§ Items listed in a dataset
· · ·

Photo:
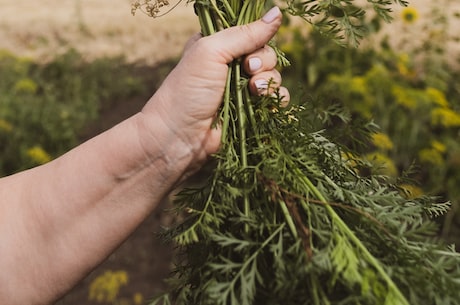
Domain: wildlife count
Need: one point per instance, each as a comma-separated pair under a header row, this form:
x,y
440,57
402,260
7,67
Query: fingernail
x,y
255,64
271,15
261,84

· · ·

§ REQUIREMENT
Starting with the line that contains "Need: one point", return each line through the last one of the data above, exactly as written and nothing more.

§ RESULT
Need: one point per instance, each as a comma-separated pair under a header row, this form:
x,y
440,57
402,260
7,67
Query: fingernail
x,y
255,64
271,15
261,84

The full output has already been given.